**HOW TO COMPLETE THIS TASK**
In the text on workplace injuries, what share of 10-year pretax losses do workers' compensation benefits replace?

**TEXT**

□ □ □ □ □

Studies of occupational injuries provide some insights into the family consequences of a parent’s disabling health event. Marquis and Manning11 estimate the average lifetime costs of nondisabling workplace injuries as $10032 and of disabling injuries as $31183. Estimates by Reville et al.12 of the lost earnings of workers compensated for permanently disabling workplace injuries find 10-year average losses in the 5 states they study that range between $42100 and $68100 in 2003 dollars (16% to 26% of uninjured earnings) and find that workers’ compensation benefits replace only between 32% and 41% of 10-year pretax losses. For many workers, losses appear to continue virtually unabated even at the end of a 10-year observation period, but workers’ compensation benefit payments have largely ceased. Given that the average injured worker is aged around 37 years,12 lifetime losses are considerable and almost certainly much larger than the 10-year estimates. These large losses have led injured workers to borrow money, sell their cars, move to less expensive quarters (sometimes selling a home), draw down their savings, and so on.1315 Obviously, such financial stressors are important themselves and can also stress family relationships.

□ □ □ □ □

(Stored data entries)
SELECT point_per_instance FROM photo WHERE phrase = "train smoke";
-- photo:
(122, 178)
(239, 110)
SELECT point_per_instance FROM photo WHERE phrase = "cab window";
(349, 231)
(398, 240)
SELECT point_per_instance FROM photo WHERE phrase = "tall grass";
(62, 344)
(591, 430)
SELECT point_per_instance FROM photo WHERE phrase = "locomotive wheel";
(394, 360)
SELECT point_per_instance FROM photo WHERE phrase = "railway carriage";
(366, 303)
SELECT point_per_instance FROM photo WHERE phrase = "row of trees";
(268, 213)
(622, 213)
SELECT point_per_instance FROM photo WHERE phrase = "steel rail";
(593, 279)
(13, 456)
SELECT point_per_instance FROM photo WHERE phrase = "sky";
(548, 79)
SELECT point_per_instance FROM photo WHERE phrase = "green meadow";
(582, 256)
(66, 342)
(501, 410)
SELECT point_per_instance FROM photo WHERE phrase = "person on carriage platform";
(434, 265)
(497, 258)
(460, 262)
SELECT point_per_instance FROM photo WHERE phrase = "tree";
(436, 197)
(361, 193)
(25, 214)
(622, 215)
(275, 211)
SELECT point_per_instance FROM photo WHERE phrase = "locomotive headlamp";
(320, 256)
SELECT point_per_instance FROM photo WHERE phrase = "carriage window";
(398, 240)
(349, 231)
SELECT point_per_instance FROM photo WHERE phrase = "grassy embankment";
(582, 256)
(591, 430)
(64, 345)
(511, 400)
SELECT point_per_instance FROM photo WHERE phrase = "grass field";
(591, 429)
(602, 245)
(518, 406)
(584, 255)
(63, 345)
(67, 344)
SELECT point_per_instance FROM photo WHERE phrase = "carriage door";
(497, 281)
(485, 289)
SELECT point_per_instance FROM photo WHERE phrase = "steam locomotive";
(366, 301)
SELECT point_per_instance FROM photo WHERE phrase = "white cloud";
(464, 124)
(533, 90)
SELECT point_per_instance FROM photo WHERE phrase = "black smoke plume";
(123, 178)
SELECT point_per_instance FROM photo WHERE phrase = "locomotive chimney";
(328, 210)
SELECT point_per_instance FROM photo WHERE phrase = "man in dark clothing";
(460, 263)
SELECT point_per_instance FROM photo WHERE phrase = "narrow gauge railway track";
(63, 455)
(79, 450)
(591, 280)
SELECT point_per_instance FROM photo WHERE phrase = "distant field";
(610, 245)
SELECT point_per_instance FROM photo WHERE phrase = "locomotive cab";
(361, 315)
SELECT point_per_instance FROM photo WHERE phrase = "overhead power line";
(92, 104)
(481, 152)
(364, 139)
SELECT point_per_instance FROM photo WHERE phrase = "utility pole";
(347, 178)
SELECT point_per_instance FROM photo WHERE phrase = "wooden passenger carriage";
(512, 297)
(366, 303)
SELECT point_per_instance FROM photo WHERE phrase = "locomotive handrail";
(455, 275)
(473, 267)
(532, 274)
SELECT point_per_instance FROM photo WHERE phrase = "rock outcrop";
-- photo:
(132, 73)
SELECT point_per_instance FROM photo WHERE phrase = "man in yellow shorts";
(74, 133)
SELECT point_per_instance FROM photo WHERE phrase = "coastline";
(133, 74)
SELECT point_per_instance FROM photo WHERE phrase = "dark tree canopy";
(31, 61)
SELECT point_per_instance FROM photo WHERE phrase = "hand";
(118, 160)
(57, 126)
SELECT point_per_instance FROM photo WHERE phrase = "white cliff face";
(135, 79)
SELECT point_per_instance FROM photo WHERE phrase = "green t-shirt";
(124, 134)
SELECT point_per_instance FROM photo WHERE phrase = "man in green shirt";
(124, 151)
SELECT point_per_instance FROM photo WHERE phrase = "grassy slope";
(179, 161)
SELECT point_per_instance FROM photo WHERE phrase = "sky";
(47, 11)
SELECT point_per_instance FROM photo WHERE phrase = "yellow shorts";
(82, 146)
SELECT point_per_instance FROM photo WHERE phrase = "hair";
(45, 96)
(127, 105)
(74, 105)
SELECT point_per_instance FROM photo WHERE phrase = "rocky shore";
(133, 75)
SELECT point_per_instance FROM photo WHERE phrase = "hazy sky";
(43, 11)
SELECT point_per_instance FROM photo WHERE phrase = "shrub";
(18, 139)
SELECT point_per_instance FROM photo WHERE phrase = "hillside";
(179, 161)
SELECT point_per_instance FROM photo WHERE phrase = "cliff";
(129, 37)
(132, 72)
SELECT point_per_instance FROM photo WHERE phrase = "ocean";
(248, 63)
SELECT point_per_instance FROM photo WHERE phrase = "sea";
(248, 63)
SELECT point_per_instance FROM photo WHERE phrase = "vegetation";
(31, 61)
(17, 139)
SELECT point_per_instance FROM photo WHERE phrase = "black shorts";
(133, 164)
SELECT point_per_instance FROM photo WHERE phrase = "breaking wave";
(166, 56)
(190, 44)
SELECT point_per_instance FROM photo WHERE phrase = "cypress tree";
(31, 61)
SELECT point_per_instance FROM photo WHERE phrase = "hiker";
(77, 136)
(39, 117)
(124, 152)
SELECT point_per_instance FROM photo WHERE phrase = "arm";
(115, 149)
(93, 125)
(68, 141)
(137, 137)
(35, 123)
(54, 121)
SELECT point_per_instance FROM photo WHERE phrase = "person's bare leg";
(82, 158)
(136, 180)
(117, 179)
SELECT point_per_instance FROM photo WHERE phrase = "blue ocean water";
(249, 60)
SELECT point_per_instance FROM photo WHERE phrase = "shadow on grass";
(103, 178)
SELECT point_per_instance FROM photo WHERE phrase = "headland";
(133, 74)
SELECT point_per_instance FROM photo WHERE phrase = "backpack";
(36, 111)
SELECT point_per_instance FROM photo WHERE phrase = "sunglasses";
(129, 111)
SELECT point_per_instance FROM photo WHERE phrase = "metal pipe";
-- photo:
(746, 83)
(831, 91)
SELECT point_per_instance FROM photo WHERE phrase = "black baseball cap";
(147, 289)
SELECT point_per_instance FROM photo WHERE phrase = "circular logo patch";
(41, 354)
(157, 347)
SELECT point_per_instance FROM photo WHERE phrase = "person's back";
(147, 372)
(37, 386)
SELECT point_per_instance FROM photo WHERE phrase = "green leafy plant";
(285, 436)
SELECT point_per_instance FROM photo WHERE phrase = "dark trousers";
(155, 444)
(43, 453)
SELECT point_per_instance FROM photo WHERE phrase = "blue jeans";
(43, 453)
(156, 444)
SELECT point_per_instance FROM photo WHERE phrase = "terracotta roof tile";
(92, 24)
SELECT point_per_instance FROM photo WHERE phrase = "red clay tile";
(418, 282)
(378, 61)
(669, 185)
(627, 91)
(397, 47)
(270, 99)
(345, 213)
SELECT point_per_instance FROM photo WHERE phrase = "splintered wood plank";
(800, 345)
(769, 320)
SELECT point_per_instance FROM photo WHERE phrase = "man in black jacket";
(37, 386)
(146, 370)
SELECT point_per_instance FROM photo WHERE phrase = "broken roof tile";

□ □ □ □ □

**ANSWER**
Only between 32% and 41%.